(TASK DESCRIPTION) Take each line of the entries below that contains "agricultural" and copy it.

(WORKING DATA)

---*---

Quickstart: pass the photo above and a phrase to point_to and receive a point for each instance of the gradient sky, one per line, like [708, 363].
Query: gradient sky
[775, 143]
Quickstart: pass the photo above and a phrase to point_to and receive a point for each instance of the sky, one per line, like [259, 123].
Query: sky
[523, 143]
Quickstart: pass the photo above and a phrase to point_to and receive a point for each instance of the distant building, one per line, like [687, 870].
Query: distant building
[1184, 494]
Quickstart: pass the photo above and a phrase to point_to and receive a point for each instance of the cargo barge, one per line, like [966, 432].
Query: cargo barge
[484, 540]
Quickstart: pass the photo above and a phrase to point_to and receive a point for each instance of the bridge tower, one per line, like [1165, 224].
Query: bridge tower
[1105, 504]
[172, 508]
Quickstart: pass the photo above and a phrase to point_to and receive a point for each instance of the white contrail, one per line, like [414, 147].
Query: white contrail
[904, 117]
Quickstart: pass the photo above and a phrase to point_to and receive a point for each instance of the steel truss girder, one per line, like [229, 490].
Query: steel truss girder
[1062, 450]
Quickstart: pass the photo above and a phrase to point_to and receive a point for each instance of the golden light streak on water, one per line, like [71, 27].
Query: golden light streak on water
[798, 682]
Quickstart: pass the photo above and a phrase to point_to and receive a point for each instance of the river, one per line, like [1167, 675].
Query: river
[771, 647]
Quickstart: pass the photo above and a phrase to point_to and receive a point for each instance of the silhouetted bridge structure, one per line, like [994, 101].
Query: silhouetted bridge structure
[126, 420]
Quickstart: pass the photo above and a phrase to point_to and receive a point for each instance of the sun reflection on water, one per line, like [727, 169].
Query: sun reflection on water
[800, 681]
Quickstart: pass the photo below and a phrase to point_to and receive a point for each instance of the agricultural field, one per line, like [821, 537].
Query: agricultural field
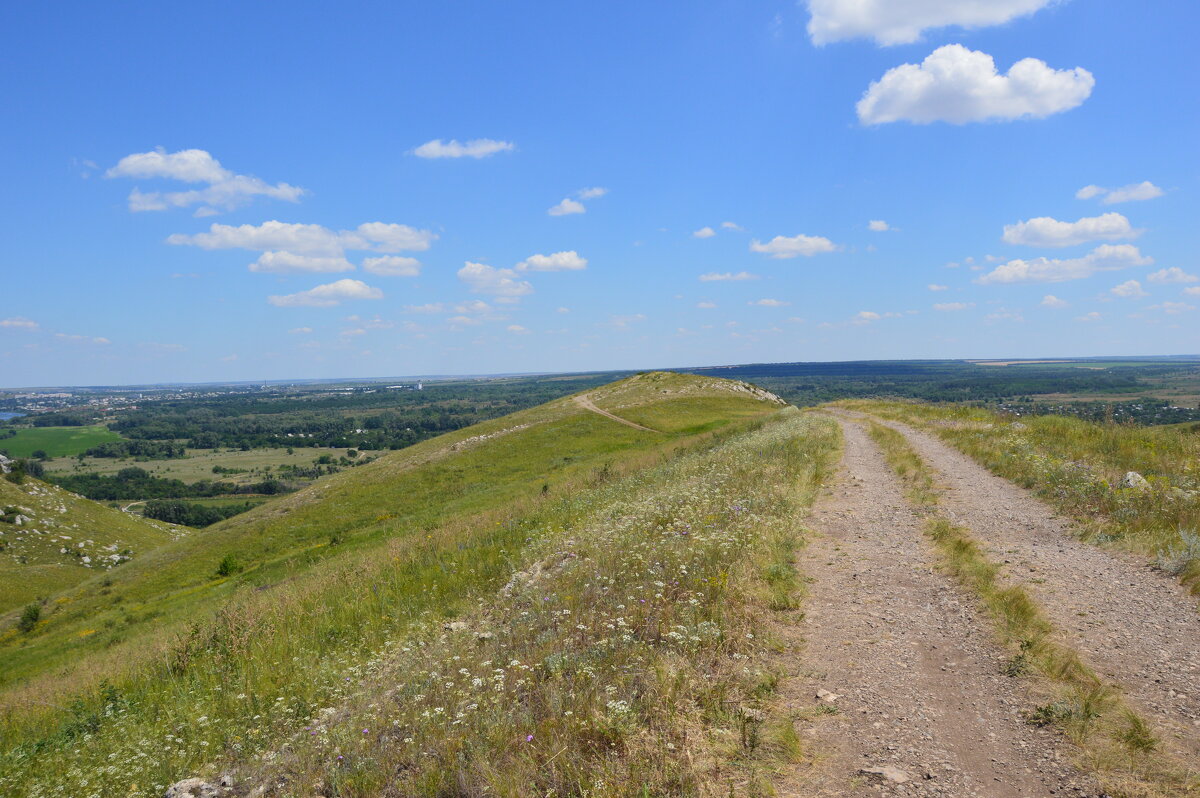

---*---

(TASK RESULT)
Quickstart: pass the photo below and a phrase to point_to and receive a point for each instance of the agricultural field, one per line, like [821, 537].
Query: agricultural field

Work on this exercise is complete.